# What is being asked
Edit the lines from the one containing "Locate the storefront" through the one containing "(1191, 489)", inclusive, replacing "dot" with "marker" and leaving everything else unchanged.

━━━━━━━━━━━━━━━━━━━━━━━━━━━━━━

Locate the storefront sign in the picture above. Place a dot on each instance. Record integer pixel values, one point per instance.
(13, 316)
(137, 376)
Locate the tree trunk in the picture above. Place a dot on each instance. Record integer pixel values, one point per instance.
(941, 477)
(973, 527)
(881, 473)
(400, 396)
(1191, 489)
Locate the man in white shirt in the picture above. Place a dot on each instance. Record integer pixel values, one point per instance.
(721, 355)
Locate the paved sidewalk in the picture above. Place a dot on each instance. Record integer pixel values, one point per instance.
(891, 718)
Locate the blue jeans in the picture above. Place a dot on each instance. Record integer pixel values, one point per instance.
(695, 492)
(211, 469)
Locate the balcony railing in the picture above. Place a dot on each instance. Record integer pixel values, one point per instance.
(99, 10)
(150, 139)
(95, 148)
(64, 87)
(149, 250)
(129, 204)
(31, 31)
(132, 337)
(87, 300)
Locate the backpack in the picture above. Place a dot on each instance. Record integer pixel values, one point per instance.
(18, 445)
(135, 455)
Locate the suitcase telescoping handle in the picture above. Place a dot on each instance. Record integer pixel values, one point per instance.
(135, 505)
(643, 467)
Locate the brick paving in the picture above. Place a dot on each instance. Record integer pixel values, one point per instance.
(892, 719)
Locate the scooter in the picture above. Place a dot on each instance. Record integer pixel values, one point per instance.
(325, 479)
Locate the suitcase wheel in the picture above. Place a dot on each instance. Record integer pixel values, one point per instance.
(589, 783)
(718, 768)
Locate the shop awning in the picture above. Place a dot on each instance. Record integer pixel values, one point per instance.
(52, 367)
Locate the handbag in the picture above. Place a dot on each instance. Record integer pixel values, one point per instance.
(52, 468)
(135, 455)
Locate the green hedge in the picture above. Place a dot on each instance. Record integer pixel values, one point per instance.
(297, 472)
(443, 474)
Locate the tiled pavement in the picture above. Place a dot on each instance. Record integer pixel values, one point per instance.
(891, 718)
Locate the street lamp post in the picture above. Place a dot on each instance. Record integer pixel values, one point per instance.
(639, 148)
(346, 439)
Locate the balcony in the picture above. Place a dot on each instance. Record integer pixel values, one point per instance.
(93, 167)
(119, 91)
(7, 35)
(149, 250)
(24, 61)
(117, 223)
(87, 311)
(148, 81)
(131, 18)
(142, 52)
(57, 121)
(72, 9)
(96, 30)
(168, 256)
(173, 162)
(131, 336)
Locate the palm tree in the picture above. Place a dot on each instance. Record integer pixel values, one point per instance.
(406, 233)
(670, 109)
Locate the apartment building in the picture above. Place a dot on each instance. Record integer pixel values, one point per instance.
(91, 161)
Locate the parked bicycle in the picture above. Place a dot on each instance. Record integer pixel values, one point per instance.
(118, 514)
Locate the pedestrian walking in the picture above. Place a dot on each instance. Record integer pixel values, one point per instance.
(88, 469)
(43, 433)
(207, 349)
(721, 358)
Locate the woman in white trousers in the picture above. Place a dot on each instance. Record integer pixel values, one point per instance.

━━━━━━━━━━━━━━━━━━━━━━━━━━━━━━

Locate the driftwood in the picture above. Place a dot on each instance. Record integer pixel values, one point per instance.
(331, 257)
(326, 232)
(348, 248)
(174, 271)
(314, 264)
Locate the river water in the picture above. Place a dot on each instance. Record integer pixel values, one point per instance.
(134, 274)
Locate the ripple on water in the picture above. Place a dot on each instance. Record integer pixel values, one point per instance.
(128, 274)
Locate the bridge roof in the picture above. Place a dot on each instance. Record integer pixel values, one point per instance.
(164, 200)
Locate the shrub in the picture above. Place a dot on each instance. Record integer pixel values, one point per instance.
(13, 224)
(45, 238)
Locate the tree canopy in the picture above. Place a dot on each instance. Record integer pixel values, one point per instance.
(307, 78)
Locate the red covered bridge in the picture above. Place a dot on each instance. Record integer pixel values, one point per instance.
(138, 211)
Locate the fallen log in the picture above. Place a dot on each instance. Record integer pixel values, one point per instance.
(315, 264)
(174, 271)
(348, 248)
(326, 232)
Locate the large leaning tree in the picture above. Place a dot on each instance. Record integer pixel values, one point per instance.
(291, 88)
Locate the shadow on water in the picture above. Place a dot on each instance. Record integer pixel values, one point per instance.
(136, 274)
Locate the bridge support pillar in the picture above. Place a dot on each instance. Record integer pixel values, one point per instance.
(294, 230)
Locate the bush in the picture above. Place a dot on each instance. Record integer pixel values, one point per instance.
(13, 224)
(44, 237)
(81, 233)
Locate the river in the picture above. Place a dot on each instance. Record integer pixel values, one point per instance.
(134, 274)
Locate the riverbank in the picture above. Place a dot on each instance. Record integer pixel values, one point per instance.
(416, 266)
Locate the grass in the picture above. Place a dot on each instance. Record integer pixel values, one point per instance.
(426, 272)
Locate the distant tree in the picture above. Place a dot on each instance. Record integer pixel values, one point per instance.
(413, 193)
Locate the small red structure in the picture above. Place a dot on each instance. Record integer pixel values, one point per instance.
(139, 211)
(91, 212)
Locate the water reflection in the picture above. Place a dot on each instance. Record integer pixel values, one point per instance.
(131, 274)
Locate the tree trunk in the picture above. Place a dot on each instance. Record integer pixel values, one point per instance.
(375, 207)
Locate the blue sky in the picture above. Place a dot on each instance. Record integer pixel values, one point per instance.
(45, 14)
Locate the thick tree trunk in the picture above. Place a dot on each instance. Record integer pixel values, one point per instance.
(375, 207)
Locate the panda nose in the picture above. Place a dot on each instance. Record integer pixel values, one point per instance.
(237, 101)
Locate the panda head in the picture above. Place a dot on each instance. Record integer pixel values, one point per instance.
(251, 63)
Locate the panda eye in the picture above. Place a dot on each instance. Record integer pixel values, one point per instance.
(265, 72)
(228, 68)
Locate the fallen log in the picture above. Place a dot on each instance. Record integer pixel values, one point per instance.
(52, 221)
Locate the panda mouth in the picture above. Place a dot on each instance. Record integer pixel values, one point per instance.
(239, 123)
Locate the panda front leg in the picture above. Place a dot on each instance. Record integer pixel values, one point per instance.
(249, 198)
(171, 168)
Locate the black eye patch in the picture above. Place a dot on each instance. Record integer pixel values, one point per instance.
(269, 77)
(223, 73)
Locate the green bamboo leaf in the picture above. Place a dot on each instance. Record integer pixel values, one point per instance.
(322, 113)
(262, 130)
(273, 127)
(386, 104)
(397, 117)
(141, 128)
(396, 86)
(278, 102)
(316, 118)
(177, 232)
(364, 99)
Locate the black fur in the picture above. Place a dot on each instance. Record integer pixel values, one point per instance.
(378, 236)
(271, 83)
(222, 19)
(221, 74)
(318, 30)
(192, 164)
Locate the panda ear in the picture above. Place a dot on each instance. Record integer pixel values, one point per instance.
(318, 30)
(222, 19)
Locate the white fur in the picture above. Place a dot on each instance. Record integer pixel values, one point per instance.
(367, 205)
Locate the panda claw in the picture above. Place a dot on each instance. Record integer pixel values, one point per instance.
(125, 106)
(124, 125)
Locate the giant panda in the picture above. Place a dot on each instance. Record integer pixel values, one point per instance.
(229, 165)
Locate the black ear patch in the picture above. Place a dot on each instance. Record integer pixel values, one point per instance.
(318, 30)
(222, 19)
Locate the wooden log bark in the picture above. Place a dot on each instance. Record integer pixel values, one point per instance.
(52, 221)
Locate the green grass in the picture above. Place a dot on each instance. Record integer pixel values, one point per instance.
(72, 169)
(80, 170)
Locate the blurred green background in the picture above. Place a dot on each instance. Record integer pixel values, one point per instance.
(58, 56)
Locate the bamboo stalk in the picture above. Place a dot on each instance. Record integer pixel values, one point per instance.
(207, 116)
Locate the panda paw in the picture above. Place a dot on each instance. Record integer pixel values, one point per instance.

━━━━━━━━━━━━━━━━━━━━━━━━━━━━━━

# The completed task
Locate the storefront sign in the picture above. Place a marker on each instance. Record integer pixel values, one point per instance.
(13, 316)
(137, 376)
Locate the tree trunk in the picture above. Place a marker on each instance. Record integer pixel values, one point per instance.
(941, 477)
(973, 527)
(881, 473)
(400, 396)
(1191, 489)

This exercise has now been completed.